How would you translate this sentence from the game-rules discussion into Spanish: "Disintegrate has been turning people to dust for years in fantasy gaming."

* [Document segment]:

"""

Thank you very much for taking the time to put these questions together!
Making items being able to be broken and not destroyed with Shatter significantly reduces the effectiveness and fear factor of explosive traps. Someone can take a 40 point Explosive trap to the face (Assuming they don’t shrug it off with Trap Avoidance) and spend some time in meditation and they will have lost nothing.
As it stands right now, a series of meditations would replace any non-consumable items made through Create Adventuring Equipment. Any other shatterable items would not be able to be repaired, consumables, coin, ritual components, crafting materials, etc.
Broken items should either break all the way (i.e. nothing remains active until fixed) or not break at all. At the moment, we need a definition of what “Passive” and “Non-Passive” effects are. This may seem obvious, but it is eminently abuseable.
- Skills in the Rulebook are listed as “Passive” or “Daily.” Ritual scrolls have no such marking
I agree we need a fleshed out definition or listing of passive/non-passive rituals in order to actively play. However, this packet is not meant for an active playtest. If it aids in your theorycrafting, any rituals or ritual effects that allow for times ever or per day activations (excluding the named exception of Resist Destroy Magic) can be considered to be non-passive rituals.
Disintegrate is an opportunity to make a celestial spell do Body Damage, thereby giving it some way to overcome the massive armor totals now seen. There is no reason it should only effect items. Disintegrate has been turning people to dust for years in fantasy gaming.
I will certainly make sure to bring this idea up with the rest of ARC.
Disintegrate should be a capstone level Celestial spell at 9th level that does untyped damage equivalent to an Eviscerate (500 Body) and can tear down temporary Battle-Magic eldritch structures such as Walls of Force and Prisons. It will take some emphasis off of Prison being the best spell at that tier and give the Celestial Caster some other needed utility in what Disintegrate can accomplish.

"""

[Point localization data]
"""

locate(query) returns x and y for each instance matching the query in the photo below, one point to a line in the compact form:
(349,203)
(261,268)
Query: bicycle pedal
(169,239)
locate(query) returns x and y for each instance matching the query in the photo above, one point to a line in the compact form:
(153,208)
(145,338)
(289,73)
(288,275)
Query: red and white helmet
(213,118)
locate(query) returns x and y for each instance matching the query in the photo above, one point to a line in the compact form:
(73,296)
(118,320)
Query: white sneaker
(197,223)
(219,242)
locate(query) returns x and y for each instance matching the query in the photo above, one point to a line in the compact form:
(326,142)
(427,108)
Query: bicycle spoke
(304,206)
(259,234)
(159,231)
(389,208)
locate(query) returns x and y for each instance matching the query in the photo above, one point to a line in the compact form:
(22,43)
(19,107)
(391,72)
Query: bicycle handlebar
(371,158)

"""
"""

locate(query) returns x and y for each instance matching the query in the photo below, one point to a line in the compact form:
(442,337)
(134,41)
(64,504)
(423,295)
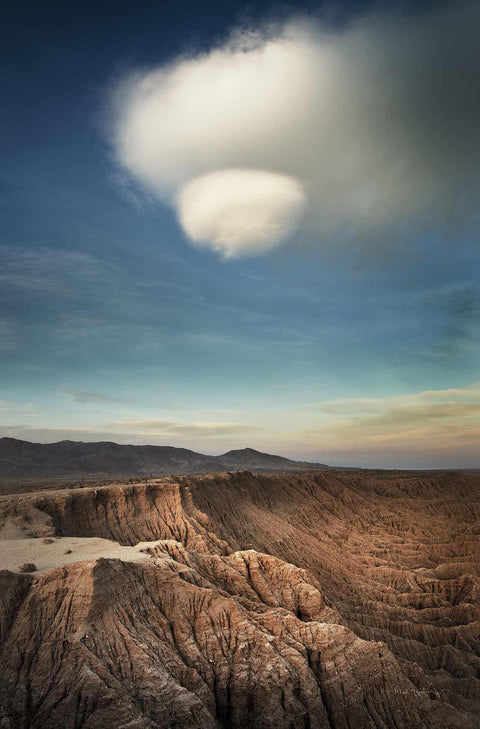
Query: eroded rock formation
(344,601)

"""

* [Solved problem]:
Disintegrate lleva años reduciendo a la gente a polvo en los juegos de fantasía.